Why Am I dragging my feet?

Hi All,

The last few weeks I've been feeling very weird towards my 'boyfriend' and I'm not sure why.
He is poly married and he and I have been together for almost 4 years. Usually we see each other on most weekends with me spending my time at his place because logistically it's just better that way.
Every once in a while during the week we have the opportunity to see each other, spend the night together and I usually jump at the opportunity no matter how much 'running around' I need to do to make it happen... rearranging my job, family, pets responsibilities etc.
He's invited me to spend a couple of nights with him at his place this week and I'm really hesitant...I've been feeling like this for the past couple of weeks and I can't for the life of me figure out why.

I thought posting how I felt here might help in case any of you might occasionally experience the same thing...any insight would be greatly appreciated.

Thanks :)
 
Well, what are the circumstances, besides being at his place instead of yours? Is his wife going to be there? Will there be privacy or not for you both? Do you feel nervous about being on her turf? At least on your turf, your bf can just be whoever he is when he's with you - but on her turf, he's her husband. What thoughts, exactly, come up for you that have you freaking out a little? None of our unconscious reactions to life events ever really need to make sense logically - but it might make sense emotionally if you take a moment to examine them.
 
Hi stillfiguringthingsout,

Are you perhaps feeling "second-placed" in comparison to his wife? Do you feel like you get the crumbs that fall off the table? Maybe the ick from that dynamic has built up over the years and finally just now reached critical mass.

Just one thought/possibility ...
Regards,
Kevin T.
 
Are you just not up for all the "running around" required to make it so? Just too tired to deal in that this week?

Galagirl
 
Well, what are the circumstances, besides being at his place instead of yours? Is his wife going to be there? Will there be privacy or not for you both? Do you feel nervous about being on her turf? At least on your turf, your bf can just be whoever he is when he's with you - but on her turf, he's her husband. What thoughts, exactly, come up for you that have you freaking out a little? None of our unconscious reactions to life events ever really need to make sense logically - but it might make sense emotionally if you take a moment to examine them.


Nothing is really different in the day to day living, yes his wife will be there but she is frequently there and although she's not really big on giving us our privacy I have come to accept that I am in her home and he is her husband.

I can't really pinpoint any thoughts...it's more like a feeling of backing up, putting on the brakes...I really can't explain it. In fact, today while I was in the mall I heard a favourite song of mine that would frequently make me think of him because it expressed how I felt about him...about love and all that...today it just made me feel like crying!

I'm very new to these type of emotions...I'm in my late 40's and have been married to my best friend for over 25 years. I've rarely let my emotions take over, thinking things through rather than feeling them. That is until I met my boyfriend. Now I feel like a teenager trying to navigate through an emotional minefield.

§ WORK TO COMPLETE
**a)** Name every area of responsibility that the original poster in the thread says gets rearranged to make weeknight visits happen.
**b)** Return the part of the thread that opens with the words containing "Are you perhaps" and closes with "one thought/possibility ...".

§ ITEMS

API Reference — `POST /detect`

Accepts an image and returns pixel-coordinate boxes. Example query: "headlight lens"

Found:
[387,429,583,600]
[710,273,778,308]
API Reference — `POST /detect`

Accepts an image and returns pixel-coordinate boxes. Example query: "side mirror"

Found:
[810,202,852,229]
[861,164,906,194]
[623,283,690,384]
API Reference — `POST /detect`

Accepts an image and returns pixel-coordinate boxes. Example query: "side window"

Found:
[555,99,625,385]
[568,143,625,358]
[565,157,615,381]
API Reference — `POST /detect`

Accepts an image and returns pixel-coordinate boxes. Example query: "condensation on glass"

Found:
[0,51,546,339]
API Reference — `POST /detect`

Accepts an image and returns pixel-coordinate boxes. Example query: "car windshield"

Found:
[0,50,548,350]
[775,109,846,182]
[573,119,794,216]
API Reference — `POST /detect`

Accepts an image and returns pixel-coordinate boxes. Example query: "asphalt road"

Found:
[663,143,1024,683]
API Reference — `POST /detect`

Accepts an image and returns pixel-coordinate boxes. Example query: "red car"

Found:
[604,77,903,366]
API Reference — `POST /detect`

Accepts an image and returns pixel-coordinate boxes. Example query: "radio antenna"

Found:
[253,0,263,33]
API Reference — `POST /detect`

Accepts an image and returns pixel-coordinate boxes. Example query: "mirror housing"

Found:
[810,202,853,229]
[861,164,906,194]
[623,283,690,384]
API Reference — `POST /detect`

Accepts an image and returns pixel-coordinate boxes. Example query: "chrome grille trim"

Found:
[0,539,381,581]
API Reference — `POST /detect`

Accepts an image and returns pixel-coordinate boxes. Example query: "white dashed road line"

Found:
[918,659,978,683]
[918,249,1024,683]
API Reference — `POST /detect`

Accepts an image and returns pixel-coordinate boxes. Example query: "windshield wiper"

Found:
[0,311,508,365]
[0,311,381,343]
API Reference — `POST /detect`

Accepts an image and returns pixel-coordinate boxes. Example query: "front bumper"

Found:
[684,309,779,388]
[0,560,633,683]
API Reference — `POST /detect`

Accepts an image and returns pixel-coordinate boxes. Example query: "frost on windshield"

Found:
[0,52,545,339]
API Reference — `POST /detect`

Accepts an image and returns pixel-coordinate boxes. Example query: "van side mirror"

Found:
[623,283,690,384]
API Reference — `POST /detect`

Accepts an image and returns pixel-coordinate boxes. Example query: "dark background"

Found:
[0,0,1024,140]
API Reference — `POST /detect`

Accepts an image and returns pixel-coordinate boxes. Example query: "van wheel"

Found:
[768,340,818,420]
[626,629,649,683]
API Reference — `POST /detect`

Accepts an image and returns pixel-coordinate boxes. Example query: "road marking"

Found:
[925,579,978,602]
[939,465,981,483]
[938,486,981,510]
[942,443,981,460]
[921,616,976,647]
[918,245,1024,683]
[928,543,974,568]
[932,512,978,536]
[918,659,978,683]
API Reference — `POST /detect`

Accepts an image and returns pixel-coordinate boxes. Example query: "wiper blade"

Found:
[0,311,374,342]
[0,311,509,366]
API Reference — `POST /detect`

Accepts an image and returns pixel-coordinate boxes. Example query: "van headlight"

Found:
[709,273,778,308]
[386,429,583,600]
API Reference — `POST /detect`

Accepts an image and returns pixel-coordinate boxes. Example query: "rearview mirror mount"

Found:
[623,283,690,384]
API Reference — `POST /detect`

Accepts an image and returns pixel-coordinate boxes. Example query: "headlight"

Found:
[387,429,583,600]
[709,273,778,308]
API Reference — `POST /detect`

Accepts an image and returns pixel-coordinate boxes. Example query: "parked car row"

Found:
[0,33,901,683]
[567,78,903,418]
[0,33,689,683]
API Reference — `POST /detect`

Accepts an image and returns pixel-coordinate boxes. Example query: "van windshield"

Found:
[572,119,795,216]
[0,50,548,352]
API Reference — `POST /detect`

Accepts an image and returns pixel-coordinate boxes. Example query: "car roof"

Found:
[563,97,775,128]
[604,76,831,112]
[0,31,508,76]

§ THE SOLUTIONS
**a)** job, family, pets

**b)**
Are you perhaps feeling "second-placed" in comparison to his wife? Do you feel like you get the crumbs that fall off the table? Maybe the ick from that dynamic has built up over the years and finally just now reached critical mass.

Just one thought/possibility ...